# PROBLEMS
1 > Using the Spark development guide, answer yes or no for each statement and quote the exact words of the guide that decide it. (a) In local mode, Spark runs single-threaded. (b) Standalone Spark relies on Yarn to manage resources. (c) Yarn-cluster mode is a good fit for interactive tasks.
2 > Resume the Spark development guide after its last sentence, in the same style.

# EXTRACT PROVIDED
***
Spark Development Guide
1. Introduction to Spark
Spark is an open-source cluster computing system based on in-memory computation. Compared to MapReduce, Spark uses a faster computing engine to effectively support multiple types of computation, such as interactive queries and stream processing. Spark is designed to be highly accessible and provides a rich built-in library. Tasks can be designed in Python, Java, Scala, or SQL on Spark.
1.1 Spark Running Mode
Spark can be run in the following ways:
- Local:
Spark runs locally in single-threaded mode, which is generally suitable for local development and testing.
- Standalone Spark:
Spark runs with a Master node and multiple Worker nodes. It comes with a complete set of services and can be deployed independently on a cluster without depending on any other resource management system.
- Spark on Yarn (the way UHadoop uses)
Based on Hadoop’s resource management system Yarn, Spark acts as a client for task submission. All tasks are submitted to Yarn, which is responsible for task allocation. Spark on Yarn is also divided into yarn-cluster and yarn-client modes. The differences are as follows:
- Yarn-cluster: The Driver runs on the Application Master (AM). The AM process is responsible for both driving the Application and resource application. It runs within the Container, and the client can be shut down after task submission. It is generally suitable for production environments but not suitable for running interactive tasks.
***
# INFORMATION GIVEN
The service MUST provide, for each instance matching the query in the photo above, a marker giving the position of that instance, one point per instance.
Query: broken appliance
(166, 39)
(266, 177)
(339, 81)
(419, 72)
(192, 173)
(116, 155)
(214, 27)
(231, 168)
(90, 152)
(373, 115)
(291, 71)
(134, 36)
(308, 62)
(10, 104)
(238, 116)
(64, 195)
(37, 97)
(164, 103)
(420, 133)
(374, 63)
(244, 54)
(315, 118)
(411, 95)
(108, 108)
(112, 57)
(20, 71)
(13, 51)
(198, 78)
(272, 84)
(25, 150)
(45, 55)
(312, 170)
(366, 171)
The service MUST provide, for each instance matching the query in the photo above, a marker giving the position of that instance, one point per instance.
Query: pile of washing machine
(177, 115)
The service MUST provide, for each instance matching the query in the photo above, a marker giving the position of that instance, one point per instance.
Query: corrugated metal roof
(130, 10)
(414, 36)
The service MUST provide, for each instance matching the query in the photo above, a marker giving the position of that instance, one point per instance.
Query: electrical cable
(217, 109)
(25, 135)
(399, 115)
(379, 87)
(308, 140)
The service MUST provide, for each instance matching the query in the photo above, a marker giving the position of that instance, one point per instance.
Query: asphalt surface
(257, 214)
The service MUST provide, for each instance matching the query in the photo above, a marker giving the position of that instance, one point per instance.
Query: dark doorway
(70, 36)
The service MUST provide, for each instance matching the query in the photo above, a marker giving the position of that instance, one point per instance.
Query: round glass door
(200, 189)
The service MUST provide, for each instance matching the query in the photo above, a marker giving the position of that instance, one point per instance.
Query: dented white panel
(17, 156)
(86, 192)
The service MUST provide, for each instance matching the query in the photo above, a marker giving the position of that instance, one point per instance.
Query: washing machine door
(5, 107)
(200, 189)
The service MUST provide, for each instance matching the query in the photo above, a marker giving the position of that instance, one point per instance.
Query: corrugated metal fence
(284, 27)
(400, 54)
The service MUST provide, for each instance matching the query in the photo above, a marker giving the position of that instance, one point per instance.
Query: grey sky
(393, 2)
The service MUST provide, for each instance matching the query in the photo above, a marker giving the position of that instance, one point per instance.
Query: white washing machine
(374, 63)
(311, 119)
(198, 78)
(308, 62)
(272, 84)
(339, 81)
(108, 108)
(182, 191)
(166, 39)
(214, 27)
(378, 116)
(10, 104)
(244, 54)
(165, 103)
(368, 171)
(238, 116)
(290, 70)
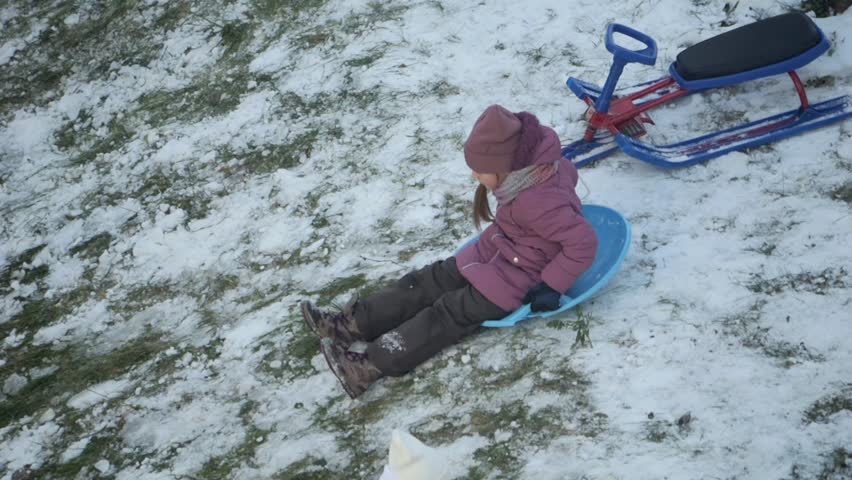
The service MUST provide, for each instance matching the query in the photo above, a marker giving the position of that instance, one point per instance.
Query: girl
(535, 248)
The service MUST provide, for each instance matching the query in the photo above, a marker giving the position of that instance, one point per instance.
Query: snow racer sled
(772, 46)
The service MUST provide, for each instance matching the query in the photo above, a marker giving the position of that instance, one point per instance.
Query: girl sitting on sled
(535, 248)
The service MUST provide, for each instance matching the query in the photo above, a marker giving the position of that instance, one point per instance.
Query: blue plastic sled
(613, 233)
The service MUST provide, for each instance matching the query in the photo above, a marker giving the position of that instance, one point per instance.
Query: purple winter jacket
(541, 235)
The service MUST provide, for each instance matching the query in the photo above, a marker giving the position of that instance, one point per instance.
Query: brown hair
(481, 209)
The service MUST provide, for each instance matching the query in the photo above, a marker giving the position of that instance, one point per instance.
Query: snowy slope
(176, 176)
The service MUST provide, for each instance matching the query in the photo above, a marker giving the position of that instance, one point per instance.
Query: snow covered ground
(176, 176)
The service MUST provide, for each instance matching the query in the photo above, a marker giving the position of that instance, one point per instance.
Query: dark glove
(542, 298)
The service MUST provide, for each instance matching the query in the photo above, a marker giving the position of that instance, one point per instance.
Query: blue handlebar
(621, 57)
(646, 56)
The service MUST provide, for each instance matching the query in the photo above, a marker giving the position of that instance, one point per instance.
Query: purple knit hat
(502, 141)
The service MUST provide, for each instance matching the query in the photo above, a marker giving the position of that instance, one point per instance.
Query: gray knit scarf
(522, 179)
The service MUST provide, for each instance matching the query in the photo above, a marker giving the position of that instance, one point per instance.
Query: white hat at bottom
(410, 459)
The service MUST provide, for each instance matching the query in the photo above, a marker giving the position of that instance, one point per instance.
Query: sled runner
(613, 232)
(772, 46)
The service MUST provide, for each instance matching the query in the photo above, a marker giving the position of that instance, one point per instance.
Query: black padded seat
(750, 47)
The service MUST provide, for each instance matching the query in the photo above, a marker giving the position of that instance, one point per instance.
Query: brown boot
(354, 370)
(339, 326)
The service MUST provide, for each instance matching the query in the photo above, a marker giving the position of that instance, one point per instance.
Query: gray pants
(419, 315)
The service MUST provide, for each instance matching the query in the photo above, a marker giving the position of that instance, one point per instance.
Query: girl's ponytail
(481, 209)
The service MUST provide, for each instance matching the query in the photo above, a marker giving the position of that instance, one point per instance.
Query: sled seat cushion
(767, 47)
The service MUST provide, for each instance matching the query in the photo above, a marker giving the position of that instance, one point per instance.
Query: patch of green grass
(119, 135)
(340, 286)
(211, 95)
(222, 466)
(843, 193)
(366, 60)
(377, 12)
(106, 444)
(94, 247)
(266, 159)
(442, 89)
(657, 431)
(825, 8)
(290, 9)
(17, 264)
(836, 466)
(78, 367)
(308, 468)
(39, 311)
(235, 35)
(824, 409)
(501, 457)
(70, 135)
(174, 14)
(301, 348)
(747, 327)
(173, 189)
(813, 282)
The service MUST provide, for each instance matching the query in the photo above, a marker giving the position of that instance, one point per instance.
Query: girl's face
(488, 180)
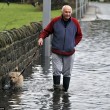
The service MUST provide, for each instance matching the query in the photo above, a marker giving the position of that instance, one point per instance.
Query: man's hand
(40, 42)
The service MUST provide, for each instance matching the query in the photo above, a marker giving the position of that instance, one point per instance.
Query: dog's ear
(16, 69)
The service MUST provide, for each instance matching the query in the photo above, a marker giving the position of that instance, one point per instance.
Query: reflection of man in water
(61, 101)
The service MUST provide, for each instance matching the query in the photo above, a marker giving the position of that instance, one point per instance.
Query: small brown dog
(13, 81)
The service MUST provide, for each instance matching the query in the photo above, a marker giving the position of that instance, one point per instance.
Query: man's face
(67, 13)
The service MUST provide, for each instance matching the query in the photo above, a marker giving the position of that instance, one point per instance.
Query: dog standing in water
(12, 81)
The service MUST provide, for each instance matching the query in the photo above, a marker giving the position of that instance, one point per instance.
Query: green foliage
(17, 15)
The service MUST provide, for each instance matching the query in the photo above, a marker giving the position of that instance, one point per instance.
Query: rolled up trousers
(62, 65)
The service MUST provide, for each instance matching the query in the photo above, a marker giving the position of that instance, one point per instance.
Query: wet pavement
(90, 81)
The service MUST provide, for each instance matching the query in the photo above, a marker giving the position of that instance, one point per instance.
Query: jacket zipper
(64, 39)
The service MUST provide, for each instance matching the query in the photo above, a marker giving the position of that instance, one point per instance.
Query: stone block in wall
(17, 46)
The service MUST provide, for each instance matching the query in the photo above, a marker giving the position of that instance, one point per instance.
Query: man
(66, 35)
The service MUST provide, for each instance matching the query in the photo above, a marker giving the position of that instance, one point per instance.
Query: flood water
(90, 82)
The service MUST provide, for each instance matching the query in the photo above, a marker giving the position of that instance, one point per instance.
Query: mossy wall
(17, 47)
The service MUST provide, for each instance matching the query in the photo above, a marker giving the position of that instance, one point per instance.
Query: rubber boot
(56, 82)
(66, 81)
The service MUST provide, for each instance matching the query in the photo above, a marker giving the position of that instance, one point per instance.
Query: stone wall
(18, 46)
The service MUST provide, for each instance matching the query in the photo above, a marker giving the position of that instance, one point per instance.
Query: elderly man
(66, 35)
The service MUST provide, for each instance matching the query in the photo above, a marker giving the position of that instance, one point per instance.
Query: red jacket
(66, 35)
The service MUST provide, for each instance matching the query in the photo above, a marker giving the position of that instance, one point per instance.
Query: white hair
(66, 6)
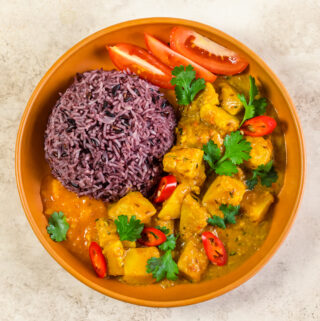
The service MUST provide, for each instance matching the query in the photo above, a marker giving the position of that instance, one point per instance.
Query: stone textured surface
(33, 34)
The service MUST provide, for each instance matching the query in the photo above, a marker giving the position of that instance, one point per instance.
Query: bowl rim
(153, 303)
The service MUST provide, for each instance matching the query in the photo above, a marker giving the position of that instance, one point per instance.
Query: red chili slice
(259, 126)
(98, 260)
(152, 237)
(166, 187)
(214, 248)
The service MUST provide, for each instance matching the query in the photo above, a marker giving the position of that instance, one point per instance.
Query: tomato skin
(98, 260)
(216, 252)
(172, 59)
(152, 240)
(217, 59)
(130, 57)
(259, 126)
(166, 187)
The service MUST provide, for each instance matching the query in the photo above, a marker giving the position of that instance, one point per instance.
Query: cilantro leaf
(163, 229)
(267, 175)
(128, 230)
(229, 212)
(216, 221)
(162, 267)
(237, 149)
(187, 86)
(58, 227)
(169, 244)
(211, 153)
(254, 107)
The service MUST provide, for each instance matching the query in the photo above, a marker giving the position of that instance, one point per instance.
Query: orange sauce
(80, 212)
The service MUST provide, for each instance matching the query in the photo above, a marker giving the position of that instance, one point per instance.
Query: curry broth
(241, 240)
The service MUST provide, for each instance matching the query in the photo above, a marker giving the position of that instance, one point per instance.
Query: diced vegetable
(261, 151)
(214, 248)
(166, 187)
(193, 260)
(256, 204)
(135, 265)
(98, 261)
(133, 204)
(172, 207)
(186, 164)
(193, 218)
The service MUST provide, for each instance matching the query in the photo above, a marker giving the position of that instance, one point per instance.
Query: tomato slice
(137, 60)
(258, 126)
(151, 236)
(206, 52)
(214, 248)
(166, 187)
(172, 59)
(98, 260)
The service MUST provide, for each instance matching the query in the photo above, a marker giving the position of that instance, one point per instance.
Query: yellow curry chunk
(207, 96)
(261, 152)
(193, 218)
(135, 263)
(256, 204)
(171, 207)
(186, 164)
(229, 99)
(133, 204)
(194, 133)
(224, 190)
(193, 260)
(218, 117)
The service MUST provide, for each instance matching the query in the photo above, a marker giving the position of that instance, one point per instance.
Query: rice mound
(107, 135)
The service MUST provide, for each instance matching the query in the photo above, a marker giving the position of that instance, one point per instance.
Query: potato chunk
(193, 218)
(224, 190)
(171, 207)
(193, 260)
(186, 164)
(229, 99)
(135, 265)
(195, 134)
(256, 204)
(134, 203)
(219, 118)
(261, 152)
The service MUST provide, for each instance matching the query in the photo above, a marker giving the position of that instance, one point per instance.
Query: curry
(235, 210)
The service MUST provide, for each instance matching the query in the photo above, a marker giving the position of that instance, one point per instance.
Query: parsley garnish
(237, 149)
(169, 244)
(229, 213)
(254, 107)
(58, 227)
(162, 267)
(187, 86)
(129, 230)
(267, 175)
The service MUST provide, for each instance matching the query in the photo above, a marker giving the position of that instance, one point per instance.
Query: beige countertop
(33, 34)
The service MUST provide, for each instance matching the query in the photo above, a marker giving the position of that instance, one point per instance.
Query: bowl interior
(31, 166)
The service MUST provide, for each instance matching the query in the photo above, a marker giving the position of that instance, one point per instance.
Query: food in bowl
(210, 211)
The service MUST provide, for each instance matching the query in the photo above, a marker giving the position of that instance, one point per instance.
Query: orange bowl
(31, 166)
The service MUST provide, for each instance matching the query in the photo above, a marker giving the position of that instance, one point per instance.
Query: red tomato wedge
(98, 260)
(137, 60)
(214, 248)
(206, 52)
(172, 59)
(259, 126)
(151, 236)
(166, 187)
***
# EXERCISE RESPONSES
1 >
(a) Yes: "Spark runs locally in single-threaded mode"
(b) No: "can be deployed independently on a cluster without depending on any other resource management system"
(c) No: "not suitable for running interactive tasks"

2 >
- Yarn-client: The Driver runs locally. After task submission, the client needs to communicate with the Container for job scheduling. It is suitable for interactive tasks and debugging, making it easier to see the task results.
2. How to Use Spark
2.1 Spark-submit
The most common way to submit spark tasks is through spark-submit. You can view the specific usage of spark-submit by using spark-submit —help.
Example
- Example: Submit a task to calculate pi in the sample program using spark-submit
spark-submit --master yarn --deploy-mode client --num-executors 2
--executor-cores 1 --executor-memory 1G
$SPARK_HOME/examples/src/main/python/pi.py 100
For more information on submitting tasks, please refer to: https://spark.apache.org/docs/1.6.0/submitting-applications.html
Submitting Tasks from External Machines in the Cluster
- Please refer to section 1 for environment setup.
- HDFS can only use the local username (the name displayed by whoami) as the HDFS username, so you need to add permission for the local username to access the target file on HDFS. The task submitted by the Spark client will use the /user/[username* directory by default. Therefore, the corresponding user root directory needs to be created on HDFS.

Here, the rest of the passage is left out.